En vous « attaquant » à l'orthographe, vous avez déclenché un fameux tollé. Comme si vous touchiez à l'identité française elle-même.

François de Closets : Je suis viscéralement attaché au français. Sans prétendre être un grand styliste, je crois servir correctement ma langue. Mais je ne comprends pas ce tollé à propos de l'orthographe alors que, comme je le rappelle dans les premiers chapitres du livre, on laisse dans l'indifférence générale, sans que ce soit dénoncé dans aucune grammaire, le français s'altérer avec les disparitions du mode interrogatif et du futur. Or cette altération touche la langue dans ce qu'elle a de plus fondamental: son mode de sociabilité. «Quand nous reverrons-nous?» ou «On se revoit quand?», ce n'est pas la même chose. Dans un cas, on est face à un rapport civilisé qui laisse ouvert la réponse. Dans l'autre, on se soucie uniquement de diffuser le message. On est ainsi passé d'une langue littéraire à un langage de communication. Ceux qui restent indifférents à cette dégénérescence, tout en s'emportant pour des histoires de redoublements de consonnes, de traits d'union ou d'accents circonflexes, sont des dévots et non des  fidèles. Ceux-ci sont en effet attachés à l'essence d'une chose, ceux-là aux détails. Pour moi, l'orthographe est à la langue ce que le rituel est à la religion: ce n'est pas l'essentiel, ça peut varier sans dénaturer l'ensemble.

C'est un vrai paradoxe: à l'instar de la majorité des écrivains et des enseignants, les Français, comme de nombreux Belges francophones, quelle que soit leur classe sociale, sont très attachés à l'orthographe, aussi complexe soit-elle. Sa réforme n'est vraiment défendue que par les spécialistes, les sémiologues, lexicographes et linguistes.

François de Closets : Les langues commencent à l'oral et se fixent à l'écrit. L'écrit est le pôle stable de la langue et doit être défini par une autorité, contrairement à l'oral formé par l'usage. Or l'orthographe française impose, par sa difficulté, un effort d'apprentissage énorme. Il pourrait dès lors sembler raisonnable de la simplifier. Mais non, car cet effort est justement le prix que les gens y attachent. C'est un fantasme. Toute simplification entraîne l'impression d'une perte, d'un effort accompli pour rien. Une réforme de l'orthographe est en réalité un cadeau fait par ceux qui savent écrire une langue à ceux qui vont apprendre à l'écrire.

Vous rappelez que l'écriture mise en place à la fin du Moyen Âge par des scribes de formation universitaire, qui la surchargent de consonnes pour la rapprocher du latin, est « destinée à l'œil et non à l'oreille ». Avec pour résultat que le français, dont la prononciation s'est progressivement éloignée de la langue mère sous l'influence germanique, « ne s'écrit plus comme il se prononce »,  contrairement à l'italien ou à l'espagnol par exemple.

TÂCHES À RÉALISER:
A. Les affirmations suivantes concordent-elles avec l'entretien sur l'orthographe ? Répondez par oui ou non à chacune et citez les mots décisifs de l'entretien.
(i) Selon François de Closets, l'orthographe constitue l'essentiel de la langue.
(ii) La réforme de l'orthographe n'est vraiment défendue que par les spécialistes.
(iii) D'après François de Closets, l'écrit est formé par l'usage.
B. Répondez à ces questions sur l'entretien sur l'orthographe.
(i) Quelles disparitions altèrent le français selon François de Closets ?
(ii) Qui a mis en place l'écriture à la fin du Moyen Âge ?
(iii) Quelles langues sont citées, contrairement au français, comme exemples de langues qui s'écrivent comme elles se prononcent ?
C. Prolongez l'entretien sur l'orthographe à partir de sa dernière phrase.

DONNÉES PRÉSENTÉES:
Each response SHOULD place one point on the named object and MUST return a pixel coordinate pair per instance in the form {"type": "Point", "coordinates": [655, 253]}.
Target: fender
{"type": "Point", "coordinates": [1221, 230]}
==
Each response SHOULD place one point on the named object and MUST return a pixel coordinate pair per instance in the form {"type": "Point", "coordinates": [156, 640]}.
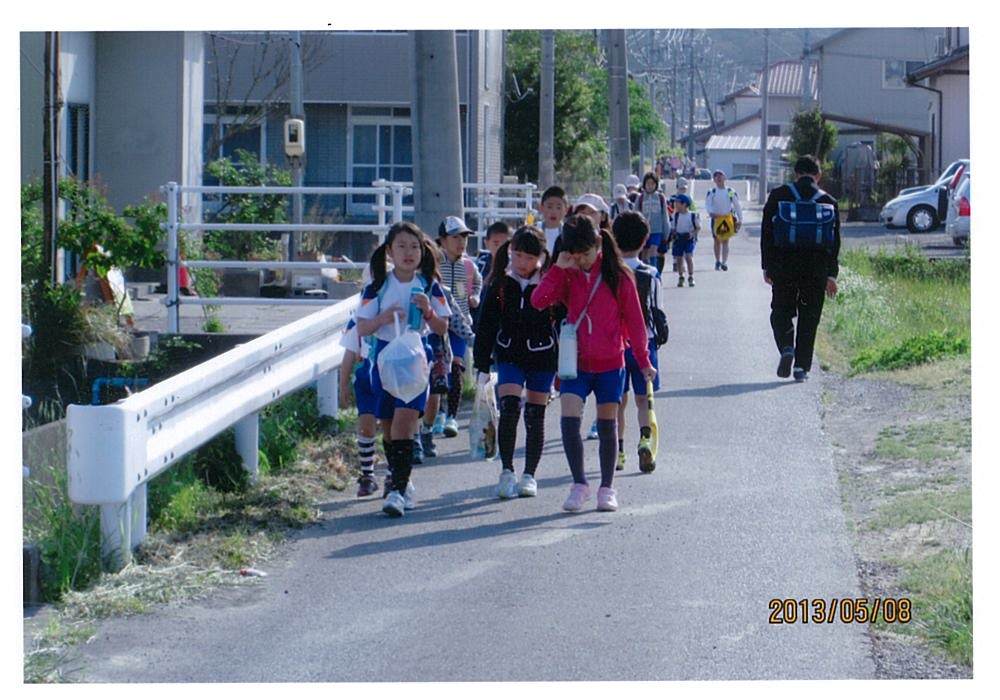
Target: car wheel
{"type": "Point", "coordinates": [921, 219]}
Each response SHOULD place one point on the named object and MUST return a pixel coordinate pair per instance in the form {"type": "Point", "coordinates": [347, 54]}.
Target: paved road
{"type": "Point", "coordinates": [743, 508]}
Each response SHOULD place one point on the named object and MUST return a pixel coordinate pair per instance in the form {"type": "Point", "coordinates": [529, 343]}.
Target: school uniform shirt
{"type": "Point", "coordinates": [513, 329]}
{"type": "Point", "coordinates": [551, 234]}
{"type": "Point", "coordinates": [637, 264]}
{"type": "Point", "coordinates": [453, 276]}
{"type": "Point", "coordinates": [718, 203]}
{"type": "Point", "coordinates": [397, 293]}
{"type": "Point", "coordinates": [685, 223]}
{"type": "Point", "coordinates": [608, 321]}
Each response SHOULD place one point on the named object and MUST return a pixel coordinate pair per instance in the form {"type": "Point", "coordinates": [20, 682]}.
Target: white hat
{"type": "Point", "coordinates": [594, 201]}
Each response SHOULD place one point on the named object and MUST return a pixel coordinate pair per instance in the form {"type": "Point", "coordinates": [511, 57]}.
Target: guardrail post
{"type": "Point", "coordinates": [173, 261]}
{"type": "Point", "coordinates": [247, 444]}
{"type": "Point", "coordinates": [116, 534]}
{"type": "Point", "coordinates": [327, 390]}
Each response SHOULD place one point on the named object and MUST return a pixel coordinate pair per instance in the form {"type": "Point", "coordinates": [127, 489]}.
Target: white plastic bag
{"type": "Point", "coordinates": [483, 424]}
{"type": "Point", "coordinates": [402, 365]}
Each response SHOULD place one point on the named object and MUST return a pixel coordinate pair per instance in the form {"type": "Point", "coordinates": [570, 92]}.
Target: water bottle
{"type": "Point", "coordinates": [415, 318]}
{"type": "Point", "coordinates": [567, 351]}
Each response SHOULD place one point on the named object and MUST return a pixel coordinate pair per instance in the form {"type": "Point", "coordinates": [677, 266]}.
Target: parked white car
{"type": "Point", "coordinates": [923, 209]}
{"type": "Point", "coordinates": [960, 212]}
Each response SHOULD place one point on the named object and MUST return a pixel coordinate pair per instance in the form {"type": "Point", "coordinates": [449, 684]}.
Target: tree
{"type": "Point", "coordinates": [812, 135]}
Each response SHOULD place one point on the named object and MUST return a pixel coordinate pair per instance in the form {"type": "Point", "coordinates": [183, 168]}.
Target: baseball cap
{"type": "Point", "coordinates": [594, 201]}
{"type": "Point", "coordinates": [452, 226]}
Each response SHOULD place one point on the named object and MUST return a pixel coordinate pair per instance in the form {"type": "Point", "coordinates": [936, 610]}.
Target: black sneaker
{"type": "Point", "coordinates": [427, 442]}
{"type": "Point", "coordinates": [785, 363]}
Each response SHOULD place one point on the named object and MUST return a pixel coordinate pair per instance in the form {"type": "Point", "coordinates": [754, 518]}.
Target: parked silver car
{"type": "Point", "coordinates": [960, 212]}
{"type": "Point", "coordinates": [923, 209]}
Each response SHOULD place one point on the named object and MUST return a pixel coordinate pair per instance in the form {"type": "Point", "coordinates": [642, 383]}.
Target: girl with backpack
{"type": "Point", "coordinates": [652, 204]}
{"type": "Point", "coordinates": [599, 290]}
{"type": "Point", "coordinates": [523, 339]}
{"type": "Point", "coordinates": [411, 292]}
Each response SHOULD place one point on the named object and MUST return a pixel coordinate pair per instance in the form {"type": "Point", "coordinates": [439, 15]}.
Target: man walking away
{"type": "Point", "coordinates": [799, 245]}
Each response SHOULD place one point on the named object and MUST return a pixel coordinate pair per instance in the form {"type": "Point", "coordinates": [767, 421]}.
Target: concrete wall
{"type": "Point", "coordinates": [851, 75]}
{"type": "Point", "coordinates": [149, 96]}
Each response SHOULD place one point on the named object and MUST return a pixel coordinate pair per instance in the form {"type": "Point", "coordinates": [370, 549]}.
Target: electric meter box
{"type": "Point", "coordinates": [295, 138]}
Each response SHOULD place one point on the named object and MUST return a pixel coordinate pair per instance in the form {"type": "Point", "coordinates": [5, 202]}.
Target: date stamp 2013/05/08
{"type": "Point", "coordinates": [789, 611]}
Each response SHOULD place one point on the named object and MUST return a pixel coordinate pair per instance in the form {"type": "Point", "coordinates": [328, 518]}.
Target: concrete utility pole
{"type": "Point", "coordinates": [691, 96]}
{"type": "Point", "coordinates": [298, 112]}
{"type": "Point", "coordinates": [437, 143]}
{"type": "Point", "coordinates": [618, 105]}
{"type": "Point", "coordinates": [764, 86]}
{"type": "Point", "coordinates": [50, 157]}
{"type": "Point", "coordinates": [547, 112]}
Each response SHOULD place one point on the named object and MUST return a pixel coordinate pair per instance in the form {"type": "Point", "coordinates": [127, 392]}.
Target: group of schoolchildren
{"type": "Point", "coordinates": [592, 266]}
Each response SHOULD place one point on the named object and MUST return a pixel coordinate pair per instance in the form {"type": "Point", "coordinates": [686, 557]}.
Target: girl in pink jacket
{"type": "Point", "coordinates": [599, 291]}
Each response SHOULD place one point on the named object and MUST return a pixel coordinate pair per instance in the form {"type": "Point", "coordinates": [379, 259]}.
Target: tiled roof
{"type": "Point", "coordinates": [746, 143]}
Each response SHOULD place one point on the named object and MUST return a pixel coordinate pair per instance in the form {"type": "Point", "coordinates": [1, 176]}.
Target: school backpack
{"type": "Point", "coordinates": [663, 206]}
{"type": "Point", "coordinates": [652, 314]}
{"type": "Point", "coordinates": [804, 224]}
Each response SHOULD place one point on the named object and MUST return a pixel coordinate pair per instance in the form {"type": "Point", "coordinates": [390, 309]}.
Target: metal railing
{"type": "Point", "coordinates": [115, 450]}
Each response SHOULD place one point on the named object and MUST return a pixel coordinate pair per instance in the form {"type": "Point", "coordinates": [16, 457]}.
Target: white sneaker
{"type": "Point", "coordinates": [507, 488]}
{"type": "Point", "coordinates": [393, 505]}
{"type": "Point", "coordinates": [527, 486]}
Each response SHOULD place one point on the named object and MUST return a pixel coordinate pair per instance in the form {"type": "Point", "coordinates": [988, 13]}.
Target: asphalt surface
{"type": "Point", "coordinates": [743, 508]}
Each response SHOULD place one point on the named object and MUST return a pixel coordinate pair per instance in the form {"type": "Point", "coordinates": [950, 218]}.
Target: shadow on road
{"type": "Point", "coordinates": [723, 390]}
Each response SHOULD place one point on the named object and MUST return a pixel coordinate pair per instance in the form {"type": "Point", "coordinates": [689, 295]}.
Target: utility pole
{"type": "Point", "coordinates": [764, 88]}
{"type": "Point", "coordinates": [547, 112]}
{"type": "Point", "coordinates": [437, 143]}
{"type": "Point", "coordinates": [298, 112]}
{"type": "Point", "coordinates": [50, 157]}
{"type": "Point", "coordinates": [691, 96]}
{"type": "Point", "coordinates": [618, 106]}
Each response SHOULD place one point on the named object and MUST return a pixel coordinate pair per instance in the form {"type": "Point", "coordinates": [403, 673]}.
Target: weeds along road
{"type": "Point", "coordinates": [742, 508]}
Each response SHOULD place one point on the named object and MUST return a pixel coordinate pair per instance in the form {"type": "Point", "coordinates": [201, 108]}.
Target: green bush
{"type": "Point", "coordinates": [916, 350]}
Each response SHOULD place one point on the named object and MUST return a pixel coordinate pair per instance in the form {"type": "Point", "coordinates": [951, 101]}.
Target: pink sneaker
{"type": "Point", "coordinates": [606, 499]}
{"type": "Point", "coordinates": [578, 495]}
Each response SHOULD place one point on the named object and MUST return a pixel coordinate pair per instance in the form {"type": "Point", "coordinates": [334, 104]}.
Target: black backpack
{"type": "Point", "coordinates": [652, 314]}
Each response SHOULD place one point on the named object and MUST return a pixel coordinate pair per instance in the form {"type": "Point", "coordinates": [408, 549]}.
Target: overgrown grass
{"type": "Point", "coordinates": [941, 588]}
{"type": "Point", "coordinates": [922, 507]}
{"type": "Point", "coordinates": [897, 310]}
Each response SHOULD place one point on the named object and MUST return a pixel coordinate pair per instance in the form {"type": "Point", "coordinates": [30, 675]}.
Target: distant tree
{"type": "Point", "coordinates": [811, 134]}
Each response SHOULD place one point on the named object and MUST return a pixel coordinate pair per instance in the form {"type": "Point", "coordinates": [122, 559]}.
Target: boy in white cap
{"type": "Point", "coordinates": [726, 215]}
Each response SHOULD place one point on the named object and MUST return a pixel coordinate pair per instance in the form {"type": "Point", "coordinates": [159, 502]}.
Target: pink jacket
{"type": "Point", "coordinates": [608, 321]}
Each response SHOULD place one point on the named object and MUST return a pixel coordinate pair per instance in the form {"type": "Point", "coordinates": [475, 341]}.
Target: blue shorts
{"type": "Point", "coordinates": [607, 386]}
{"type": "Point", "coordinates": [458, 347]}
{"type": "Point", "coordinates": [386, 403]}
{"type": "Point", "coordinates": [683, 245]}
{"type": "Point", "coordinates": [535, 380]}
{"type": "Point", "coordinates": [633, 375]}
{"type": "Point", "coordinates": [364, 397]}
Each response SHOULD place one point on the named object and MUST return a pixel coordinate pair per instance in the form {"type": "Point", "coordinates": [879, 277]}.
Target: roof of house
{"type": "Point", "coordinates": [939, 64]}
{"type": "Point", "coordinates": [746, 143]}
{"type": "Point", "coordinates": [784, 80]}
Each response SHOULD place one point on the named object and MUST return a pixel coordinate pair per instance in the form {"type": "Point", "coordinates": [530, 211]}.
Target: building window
==
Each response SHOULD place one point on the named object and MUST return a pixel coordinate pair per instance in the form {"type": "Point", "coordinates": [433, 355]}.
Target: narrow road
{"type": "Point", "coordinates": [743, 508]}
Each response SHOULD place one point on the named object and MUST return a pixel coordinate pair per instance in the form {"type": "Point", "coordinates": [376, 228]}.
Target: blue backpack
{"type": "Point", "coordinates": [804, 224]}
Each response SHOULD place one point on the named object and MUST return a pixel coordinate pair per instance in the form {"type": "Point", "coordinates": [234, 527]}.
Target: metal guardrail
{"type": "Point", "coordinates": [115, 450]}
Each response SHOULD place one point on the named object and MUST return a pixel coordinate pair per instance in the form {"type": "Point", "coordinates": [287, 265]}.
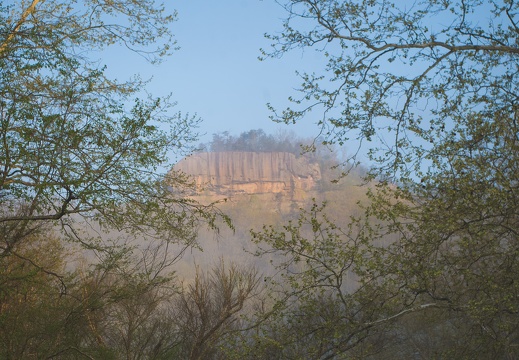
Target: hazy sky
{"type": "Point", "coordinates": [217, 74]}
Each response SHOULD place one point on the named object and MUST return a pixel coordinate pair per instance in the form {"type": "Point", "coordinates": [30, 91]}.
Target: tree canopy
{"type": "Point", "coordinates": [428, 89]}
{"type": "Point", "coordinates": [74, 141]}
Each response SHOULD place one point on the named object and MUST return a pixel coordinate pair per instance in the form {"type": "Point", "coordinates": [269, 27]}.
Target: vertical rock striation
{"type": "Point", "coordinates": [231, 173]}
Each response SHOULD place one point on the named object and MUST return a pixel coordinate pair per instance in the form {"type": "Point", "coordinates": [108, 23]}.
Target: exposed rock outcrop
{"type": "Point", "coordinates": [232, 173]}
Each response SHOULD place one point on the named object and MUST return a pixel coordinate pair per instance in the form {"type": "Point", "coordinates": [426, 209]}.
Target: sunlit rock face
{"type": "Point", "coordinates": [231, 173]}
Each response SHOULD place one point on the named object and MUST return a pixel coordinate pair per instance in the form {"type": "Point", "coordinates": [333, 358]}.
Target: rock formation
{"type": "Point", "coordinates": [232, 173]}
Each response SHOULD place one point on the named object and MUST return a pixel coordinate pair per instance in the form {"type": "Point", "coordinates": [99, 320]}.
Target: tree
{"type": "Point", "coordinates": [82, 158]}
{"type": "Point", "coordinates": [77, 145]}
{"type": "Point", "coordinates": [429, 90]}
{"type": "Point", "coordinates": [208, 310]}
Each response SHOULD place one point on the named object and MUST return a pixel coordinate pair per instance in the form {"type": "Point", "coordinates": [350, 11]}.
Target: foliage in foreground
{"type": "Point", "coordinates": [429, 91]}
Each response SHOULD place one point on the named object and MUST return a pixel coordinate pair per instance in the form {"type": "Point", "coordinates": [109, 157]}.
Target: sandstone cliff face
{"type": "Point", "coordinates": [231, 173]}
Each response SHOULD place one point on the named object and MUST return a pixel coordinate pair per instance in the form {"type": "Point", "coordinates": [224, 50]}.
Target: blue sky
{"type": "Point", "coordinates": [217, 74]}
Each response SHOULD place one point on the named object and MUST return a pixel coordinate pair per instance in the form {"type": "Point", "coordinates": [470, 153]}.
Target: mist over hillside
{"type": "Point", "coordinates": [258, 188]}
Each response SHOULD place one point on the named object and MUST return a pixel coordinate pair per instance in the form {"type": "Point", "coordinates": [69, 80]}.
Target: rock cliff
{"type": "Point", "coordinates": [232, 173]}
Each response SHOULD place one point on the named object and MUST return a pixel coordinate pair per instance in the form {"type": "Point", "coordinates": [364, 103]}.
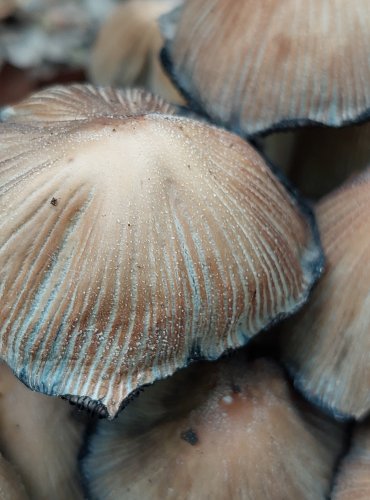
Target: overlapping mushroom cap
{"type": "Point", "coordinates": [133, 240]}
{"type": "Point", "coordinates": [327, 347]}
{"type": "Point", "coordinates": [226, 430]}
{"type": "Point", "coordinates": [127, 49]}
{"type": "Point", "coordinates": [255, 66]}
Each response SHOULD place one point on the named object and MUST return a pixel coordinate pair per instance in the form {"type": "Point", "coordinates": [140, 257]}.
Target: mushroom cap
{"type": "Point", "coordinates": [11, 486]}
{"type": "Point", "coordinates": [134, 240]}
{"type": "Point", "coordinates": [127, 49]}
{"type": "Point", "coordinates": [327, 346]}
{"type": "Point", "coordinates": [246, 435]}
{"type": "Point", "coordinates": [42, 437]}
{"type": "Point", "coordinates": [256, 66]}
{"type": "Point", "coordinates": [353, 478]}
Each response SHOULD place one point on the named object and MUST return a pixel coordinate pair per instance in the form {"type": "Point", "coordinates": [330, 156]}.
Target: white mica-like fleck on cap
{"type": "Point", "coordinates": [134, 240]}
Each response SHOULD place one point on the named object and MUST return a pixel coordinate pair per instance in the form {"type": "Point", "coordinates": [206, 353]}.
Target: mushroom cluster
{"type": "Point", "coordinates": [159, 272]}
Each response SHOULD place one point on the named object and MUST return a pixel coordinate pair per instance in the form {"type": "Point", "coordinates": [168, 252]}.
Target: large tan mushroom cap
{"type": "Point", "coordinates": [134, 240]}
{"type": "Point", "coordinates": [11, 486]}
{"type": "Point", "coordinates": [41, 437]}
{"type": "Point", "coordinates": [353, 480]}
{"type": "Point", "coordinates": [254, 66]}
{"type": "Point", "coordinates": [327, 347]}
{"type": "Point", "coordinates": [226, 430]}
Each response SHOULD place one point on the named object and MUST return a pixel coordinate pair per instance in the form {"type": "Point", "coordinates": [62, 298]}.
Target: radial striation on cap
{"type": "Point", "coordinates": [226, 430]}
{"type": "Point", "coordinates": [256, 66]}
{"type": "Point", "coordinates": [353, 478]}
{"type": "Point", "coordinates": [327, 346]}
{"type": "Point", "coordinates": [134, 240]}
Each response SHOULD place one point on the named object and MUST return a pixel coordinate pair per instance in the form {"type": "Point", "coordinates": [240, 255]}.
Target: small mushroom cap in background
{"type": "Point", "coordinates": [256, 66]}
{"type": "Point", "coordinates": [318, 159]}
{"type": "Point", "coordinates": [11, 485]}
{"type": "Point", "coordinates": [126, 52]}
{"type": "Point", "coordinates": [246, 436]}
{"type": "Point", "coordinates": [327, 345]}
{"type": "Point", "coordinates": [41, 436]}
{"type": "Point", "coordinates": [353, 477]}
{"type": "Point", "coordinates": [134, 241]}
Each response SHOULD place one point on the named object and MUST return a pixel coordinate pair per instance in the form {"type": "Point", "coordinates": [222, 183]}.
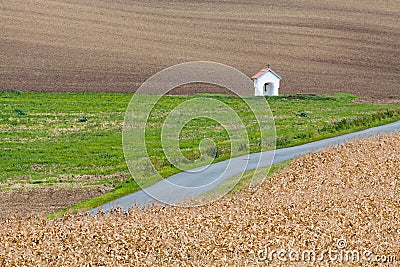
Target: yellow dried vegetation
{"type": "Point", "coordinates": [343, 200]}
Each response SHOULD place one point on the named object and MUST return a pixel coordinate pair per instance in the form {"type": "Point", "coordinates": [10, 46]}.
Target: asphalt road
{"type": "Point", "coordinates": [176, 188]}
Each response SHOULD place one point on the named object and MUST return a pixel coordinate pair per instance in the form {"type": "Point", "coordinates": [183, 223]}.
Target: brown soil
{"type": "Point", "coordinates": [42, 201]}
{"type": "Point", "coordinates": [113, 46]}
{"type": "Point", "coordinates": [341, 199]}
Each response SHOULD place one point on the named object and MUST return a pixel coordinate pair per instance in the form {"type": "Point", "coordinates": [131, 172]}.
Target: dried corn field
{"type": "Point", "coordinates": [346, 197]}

RÉPONSES AUX TÂCHES:
A.
(i) Non : « ce n'est pas l'essentiel, ça peut varier sans dénaturer l'ensemble ».
(ii) Oui : « Sa réforme n'est vraiment défendue que par les spécialistes, les sémiologues, lexicographes et linguistes. »
(iii) Non : « L'écrit est le pôle stable de la langue et doit être défini par une autorité, contrairement à l'oral formé par l'usage. »

B.
(i) Les disparitions du mode interrogatif et du futur.
(ii) Des scribes de formation universitaire.
(iii) L'italien et l'espagnol.

C.
François de Closets : Les scribes, qui voulaient en effet rappeler que cette langue venait du latin, se sont même parfois trompés. Il existe toutes sortes de cas où l'étymologie est fantaisiste - « pomme », venant de « poma », et « donner » de « donare » devraient par exemple s'écrire avec un seul « m » et un seul « n ». Et si, au XIIIe siècle, le « s » est conservé dans des mots comme « tesmoigner », « tempeste », « chasteau » ou « teste », alors que, comme l'a découvert Bernard Cerquiglini, il ne se prononce plus, c'est pour faire « belle escripture » comme le recommande le plus vieux traité d'orthographe français. Cela ne répond donc pas à un souci phonétique ou grammatical mais purement esthétique. D'ailleurs, lorsque l'Académie française, au milieu du XVIIIe siècle, décide de le remplacer par un accent circonflexe, déjà utilisé par des imprimeurs à l'étranger, les puristes s'insurgent violemment sous prétexte que la langue perd de sa beauté.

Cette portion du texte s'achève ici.